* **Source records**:
—————

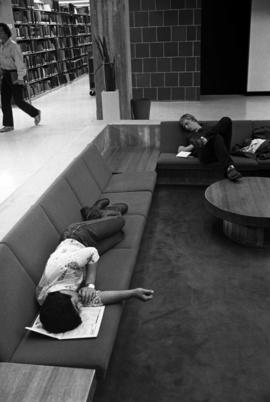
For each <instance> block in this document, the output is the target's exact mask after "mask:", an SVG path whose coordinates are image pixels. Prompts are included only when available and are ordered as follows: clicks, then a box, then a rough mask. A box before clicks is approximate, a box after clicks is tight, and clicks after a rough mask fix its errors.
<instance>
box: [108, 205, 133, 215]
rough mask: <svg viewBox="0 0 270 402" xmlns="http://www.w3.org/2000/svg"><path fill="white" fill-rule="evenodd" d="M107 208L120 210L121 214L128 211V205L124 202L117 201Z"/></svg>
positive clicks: (118, 210) (120, 212) (109, 208)
mask: <svg viewBox="0 0 270 402" xmlns="http://www.w3.org/2000/svg"><path fill="white" fill-rule="evenodd" d="M106 210H111V211H118V212H120V214H121V215H124V214H125V213H127V210H128V205H127V204H125V203H124V202H117V203H114V204H111V205H109V206H108V207H106Z"/></svg>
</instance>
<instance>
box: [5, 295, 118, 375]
mask: <svg viewBox="0 0 270 402" xmlns="http://www.w3.org/2000/svg"><path fill="white" fill-rule="evenodd" d="M122 310H123V305H122V304H120V303H118V304H114V305H110V306H106V308H105V312H104V315H103V319H102V323H101V327H100V330H99V334H98V337H97V338H86V339H78V340H75V339H72V340H65V341H59V340H57V339H53V338H48V337H46V336H42V335H38V334H33V333H31V332H30V331H27V333H26V334H25V336H24V338H23V339H22V341H21V342H20V345H19V346H18V348H17V350H16V351H15V353H14V355H13V356H12V359H11V362H14V363H27V364H41V365H42V364H44V365H50V366H64V367H76V368H90V369H96V370H97V374H98V375H99V376H101V377H104V376H105V373H106V369H107V367H108V364H109V360H110V356H111V353H112V349H113V345H114V342H115V338H116V335H117V330H118V326H119V322H120V318H121V313H122ZM29 324H31V323H29Z"/></svg>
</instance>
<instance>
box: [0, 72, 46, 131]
mask: <svg viewBox="0 0 270 402" xmlns="http://www.w3.org/2000/svg"><path fill="white" fill-rule="evenodd" d="M12 97H13V99H14V102H15V104H16V105H17V106H18V107H19V108H20V109H22V110H23V111H24V112H25V113H27V114H29V116H31V117H35V116H37V115H38V113H39V110H38V109H36V108H35V107H34V106H32V105H30V104H29V103H27V102H25V100H24V99H23V85H18V84H12V81H11V77H10V73H9V71H7V70H4V74H3V79H2V85H1V105H2V112H3V126H9V127H13V126H14V122H13V114H12V106H11V99H12Z"/></svg>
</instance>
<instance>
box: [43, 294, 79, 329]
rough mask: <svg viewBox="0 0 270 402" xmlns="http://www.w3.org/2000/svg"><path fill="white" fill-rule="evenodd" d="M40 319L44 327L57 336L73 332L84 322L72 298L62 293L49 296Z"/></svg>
mask: <svg viewBox="0 0 270 402" xmlns="http://www.w3.org/2000/svg"><path fill="white" fill-rule="evenodd" d="M39 318H40V321H41V323H42V325H43V327H44V328H45V329H46V330H47V331H49V332H53V333H55V334H56V333H59V332H66V331H71V330H72V329H74V328H76V327H78V325H80V324H81V322H82V320H81V317H80V315H79V313H78V312H77V311H76V310H75V308H74V306H73V304H72V301H71V296H70V295H67V294H64V293H61V292H52V293H49V294H48V296H47V297H46V299H45V301H44V303H43V304H42V306H41V308H40V312H39Z"/></svg>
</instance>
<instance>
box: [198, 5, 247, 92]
mask: <svg viewBox="0 0 270 402" xmlns="http://www.w3.org/2000/svg"><path fill="white" fill-rule="evenodd" d="M250 12H251V0H202V31H201V35H202V36H201V38H202V41H201V94H244V93H245V92H246V83H247V68H248V47H249V26H250Z"/></svg>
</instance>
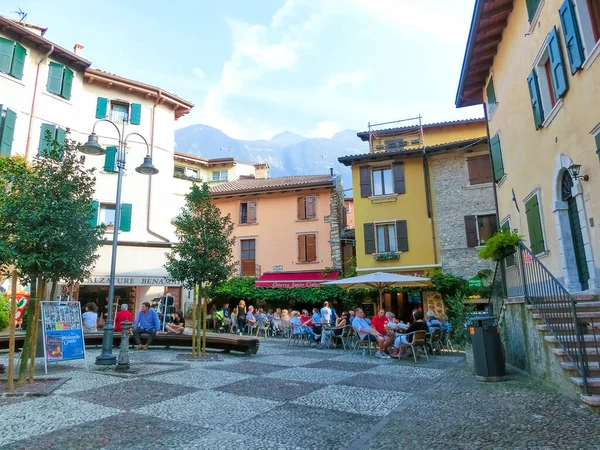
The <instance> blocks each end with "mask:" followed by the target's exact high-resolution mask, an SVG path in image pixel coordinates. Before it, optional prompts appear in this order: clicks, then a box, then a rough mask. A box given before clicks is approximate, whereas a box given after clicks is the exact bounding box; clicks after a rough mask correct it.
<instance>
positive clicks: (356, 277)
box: [322, 272, 432, 308]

—————

* **ABOUT THIS EXERCISE**:
Among the records, find every line holding the word "image" and copy it.

* **ANSWER TO THE PROBLEM**:
For each <instance> block in this document, the output is the target's exact mask after "mask:", an SVG path whose coordinates are image pixels. Prompts are included only when available and are ordered as follows: clicks, then a box, then a rough mask. A box before clicks is approximate, a box after clicks is tight, and clicks after a rough mask fix its errors.
The <instance> blocks each end with "mask:" followed by the target's exact high-resolution mask, an SVG path in image pixel coordinates. Before it, optional prompts appear in this order: clicks, then a box, then a rough mask. A box given before clicks is approximate, whereas a box given after clicks is the exact bounding box; clicks after a rough mask correct it.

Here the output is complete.